Required tasks
(a) Please retype a passage from the jointer forum thread word for word, beginning at the words "Men, cast iron" and stopping after "or suggestion welcomed.".
(b) In the jointer forum thread, what year is serial #DM4242 said to be from?
(c) Continue the jointer forum thread from the point where it stops.

Source excerpt
____
I have started a Blog to be able to update my status as I go, please refer to "From Rust to Lust" in blogs for more information.


----------



## Grandpa (Jan 28, 2011)

Men, cast iron is relatively soft so be careful sanding a table can make it wavy and no longer flat. Try using white vinegar. Put towels across the beds then soak the towels with vinegar. This should remove the rust. Good luck on that jointer.


----------



## tetzlaki (Apr 3, 2015)

I inherited a Rockwell/Delta Jointer, model 37-200, serial # DM4242, on home made stand with motor underneath. Need to find service manual/parts manual to ensure setup is correct. Does run, needs TLC, makes wood chips. Also recieved Sears Roebuck Lathe about 30-36" long. Needed new motor, done, new belts, done. Runs good and came with speed reducer and tools, already made round 2X2. Old motor for lathe was off a table saw my father-in-law remembers when he was 5, now he is ninty. Any recommendations or suggestion welcomed.


----------



## MrUnix (May 18, 2012)

Serial #EC8977 is indeed a 1968 model. Manual is here.
Serial #DM4242 is from 1966. Can't find anything on a 37-200 though (not even on the aftermarket parts suppliers sites). The 1967 Delta/Rockwell price list doesn't have a 37-200 listed either (although it does list the 37-220 - for $186). Are you sure of the model number? The 1964 catalog does list a 4" jointer (37-290).
____
Provided material
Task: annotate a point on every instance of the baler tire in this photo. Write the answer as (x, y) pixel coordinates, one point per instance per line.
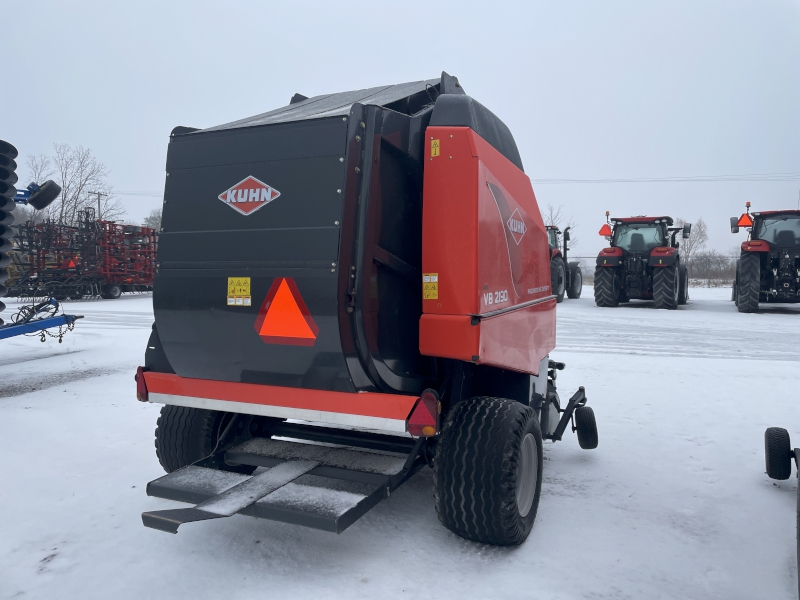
____
Results of the tasks
(a)
Men, cast iron is relatively soft so be careful sanding a table can make it wavy and no longer flat. Try using white vinegar. Put towels across the beds then soak the towels with vinegar. This should remove the rust. Good luck on that jointer.


----------



## tetzlaki (Apr 3, 2015)

I inherited a Rockwell/Delta Jointer, model 37-200, serial # DM4242, on home made stand with motor underneath. Need to find service manual/parts manual to ensure setup is correct. Does run, needs TLC, makes wood chips. Also recieved Sears Roebuck Lathe about 30-36" long. Needed new motor, done, new belts, done. Runs good and came with speed reducer and tools, already made round 2X2. Old motor for lathe was off a table saw my father-in-law remembers when he was 5, now he is ninty. Any recommendations or suggestion welcomed.

(b) 1966.

(c)
As for rust removal… if you don't want to go the disassembly and then electrolysis/evaporust route, evaporust can be used on the beds without taking them off by putting tape around the edges to keep the stuff on the top. Pour in a 1/4" or so and let it sit until it does it's thing. If that doesn't appeal to you, start with a razor blade and scrape off as much gunk and rust as you can. Follow that up with a scotch brite pad and wd-40. A vibrating sander on top of the pad makes it easier. If you have stains, a dilute solution of phosphoric acid, alcohol and water can be used (again, with the scotch brite pad and sander). In extreme cases, oxalic acid can be used, but it's really nasty stuff. Wipe it on, let it sit for a minute or so, then scrub. Sanding, wire wheels and anything else that is very abrasive is not a good idea (as Grandpa pointed out), although steel wool can be used with pretty good results. After it's all shiny, give it a good coat of paste wax (Johnsons is the most recommended… but anything that doesn't have silicone in it would work).

Best method is to disassemble though. Will also give you the opportunity to check the bearings and other parts of the machine to make sure everything is in order… and you will become intimately familiar with the machine and it's operation in the process.

Cheers,
Brad


----------



## tetzlaki (Apr 3, 2015)

My bad, it is a 37-220 for the model. Will make looking for help and parts easier.
Thanks


----------



## Golfstarter (Sep 19, 2016)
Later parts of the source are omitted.